GIVEN TEXT:
6 of 186 comments (clear)

  1. Unit Of Measurement by wideBlueSkies · · Score: 5, Funny

    So, how many Library of Congress equivalents worth of material are they intending to scan??

    --
    Huh?
    1. Re:Unit Of Measurement by Anonymous Coward · · Score: 5, Funny

      At least 1.

  2. Lockheed Martin by dg41 · · Score: 5, Insightful

    Looking at the NARA article, as soon as I saw that some big IT contract was given to Lockheed Martin I saw all I needed to know about this initiative.

  3. Re:seriously, how hard is this? by kiwimate · · Score: 5, Interesting

    Is there some complication I don't understand?

    Yes. More than one.

    Nothing fancy, just a database of scanned forms in pdf format and the like.

    There's the first problem. It's never simple.

    First issue - if you're going to put documents in, you're going to want to get them out. How do you search for them? You're going to want to define the metadata, and that's a headache. Got lawyers? They'll want client and matter. But those fields are just about meaningless to anyone else. How do you resolve the incompatibility? Do you use different forms for different groups of users? How will the engineering department find the subpoena papers that the lawyers filed?

    What fields are globally useful? Are they so generic that any search will retrieve hundreds of documents? Conversely, are they so specific as to make your metadata field selections horribly long and therefore ambiguous? (Free text metadata? Let's not go there.)

DATASET CONTENT:
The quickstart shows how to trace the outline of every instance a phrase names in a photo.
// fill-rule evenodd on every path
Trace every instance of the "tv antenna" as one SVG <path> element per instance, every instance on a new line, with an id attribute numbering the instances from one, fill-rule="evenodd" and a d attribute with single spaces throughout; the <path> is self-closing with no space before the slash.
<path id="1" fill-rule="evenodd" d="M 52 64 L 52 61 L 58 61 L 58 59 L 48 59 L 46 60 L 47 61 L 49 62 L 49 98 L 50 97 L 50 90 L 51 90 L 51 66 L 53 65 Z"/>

WRITTEN INSTRUCTION: Pick up the discussion thread about the NARA document initiative after its final sentence and carry it on. The data has no connection to the discussion thread about the NARA document initiative.

REPLY TO THE EXERCISE:
    Remember that you've got to fill in that metadata any time you add a document. What's the balance between useful and annoying? Too many fields and nobody will want to fill it in. Too few, and you won't be able to find anything.

    That's for new documents. When you first implement a DMS, you have a truckload of documents to be imported. You're not going to do it manually, you're going to use an auto-import. But how do you define the metadata for all those millions of documents you're importing? What if you have client/matter, for instance? Hopefully they're all already sorted, and you can use something like Kofax Capture, a seriously powerful and fast scanner, and separator sheets on which you can do forms recognition to define the metadata fields. But there's a lot of work involved up front to get that import working properly.

    Don't forget the OCR. Hopefully all your paper documents are clean and will OCR nicely, so you can do full text indexing.

    Security. Better get that set up right. Profile level security? It's more secure, but people will complain that they don't know if a document is there and they just need to request access because profile level security means if you don't have permissions to access a document it won't even show up in your search results. Groups. And by the way, remember to define the permissions on all those millions of documents you're importing.

    Version control. How do you control check in and check out? Do you control check in and check out, or just audit it?

    I've only just scratched the surface of a document management system. Then there's records management. You'll want to make sure your system is DoD 5015.2 compliant. Setting up the retention schedules...hopefully you've got a records retention policy already, otherwise that's months worth of work to define those policies and ensure you comply with all regulatory requirements while still balancing your need to purge/archive old records.

    How does something even become a record? Hopefully you've already got knowledgeable librarians (yes, that's what they're called), and you just need to train them on your new RM system.

    Are all your boxes already barcoded? Your RM system should be able to register where a record is - building, shelf, box.

    You're probably getting the idea. The technology is easy. The processes are complicated, and they get exponentially more complicated as the size of your client base grows.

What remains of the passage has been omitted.